*TEXT*.
= = = =

Monday, November 17, 2014

Daring to Be: GPS Track Writing Scholarship Flight

Recently I learned of the generous scholarship for 99s members called "Dare to Be Different". It isn't your typical scholarship, there was is no essay required and it did not contain a list of the usual requirements. The only requirement? Be different. Challenge accepted!

Below is my "application" for the "Dare to Be Different" scholarship. I decided to do my own kind of skywriting-with a GPS track! In case you cannot tell, my GPS track says Dare 2 B (adding different would have taken a lot more time). Someday I hope I can do some "real" sky writing to inspire someone with similar words that they can actually see in the sky. 

Here's how I did it:

1, I picked what I wanted to say then plotted it out on graph paper. I then traced the lines on graph paper to make sure it was flyable. I set all my turns on cardinal numbers to make it easier.
2. Next, I picked an area free of airspace and obstructions so I could fly the route uninterrupted.
3. I determined next the length of each leg. I found a handy website called where I could plot our my words and drag the line to the distance I desired.
4. Finally using, I found the coordinates to each major point in my words and input those coordinates in GPS software. I downloaded a trial of iFly GPS (made by one of my favorite av sites: to do this and we also had Bob's Anywhere Map as a backup. I'll see if I can get in the air again soon and give you a full report on the iFly GPS. So far, so good!

Drawing out the plan
Pre Flight:
1. Thanks to Kyle and Jon for lending me their GoPros! Bob clamped one to the dash looking outside and one to the the sunshade facing in. I obviously scrapped the inside view in the editing process (more on that later).
2. Prior to departure, we set the app GPS Essentials on our phones to track what we flew.
3. We loaded the flight plans on our tablets and were off!

= = = =

*GIVEN DATA*.
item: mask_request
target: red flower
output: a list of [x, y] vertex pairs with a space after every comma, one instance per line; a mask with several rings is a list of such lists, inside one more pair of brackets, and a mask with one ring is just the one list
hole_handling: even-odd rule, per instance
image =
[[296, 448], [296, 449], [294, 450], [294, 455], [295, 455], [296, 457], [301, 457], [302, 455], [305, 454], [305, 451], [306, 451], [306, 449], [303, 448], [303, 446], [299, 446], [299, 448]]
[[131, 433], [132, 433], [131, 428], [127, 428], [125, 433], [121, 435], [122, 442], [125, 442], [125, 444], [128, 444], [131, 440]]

= = = =

Reproduce the entire blog post about the GPS track writing scholarship flight, word for word.

*FINISHED ANSWER*.
Monday, November 17, 2014

Daring to Be: GPS Track Writing Scholarship Flight

Recently I learned of the generous scholarship for 99s members called "Dare to Be Different". It isn't your typical scholarship, there was is no essay required and it did not contain a list of the usual requirements. The only requirement? Be different. Challenge accepted!

Below is my "application" for the "Dare to Be Different" scholarship. I decided to do my own kind of skywriting-with a GPS track! In case you cannot tell, my GPS track says Dare 2 B (adding different would have taken a lot more time). Someday I hope I can do some "real" sky writing to inspire someone with similar words that they can actually see in the sky. 

Here's how I did it:

1, I picked what I wanted to say then plotted it out on graph paper. I then traced the lines on graph paper to make sure it was flyable. I set all my turns on cardinal numbers to make it easier.
2. Next, I picked an area free of airspace and obstructions so I could fly the route uninterrupted.
3. I determined next the length of each leg. I found a handy website called where I could plot our my words and drag the line to the distance I desired.
4. Finally using, I found the coordinates to each major point in my words and input those coordinates in GPS software. I downloaded a trial of iFly GPS (made by one of my favorite av sites: to do this and we also had Bob's Anywhere Map as a backup. I'll see if I can get in the air again soon and give you a full report on the iFly GPS. So far, so good!

Drawing out the plan
Pre Flight:
1. Thanks to Kyle and Jon for lending me their GoPros! Bob clamped one to the dash looking outside and one to the the sunshade facing in. I obviously scrapped the inside view in the editing process (more on that later).
2. Prior to departure, we set the app GPS Essentials on our phones to track what we flew.
3. We loaded the flight plans on our tablets and were off!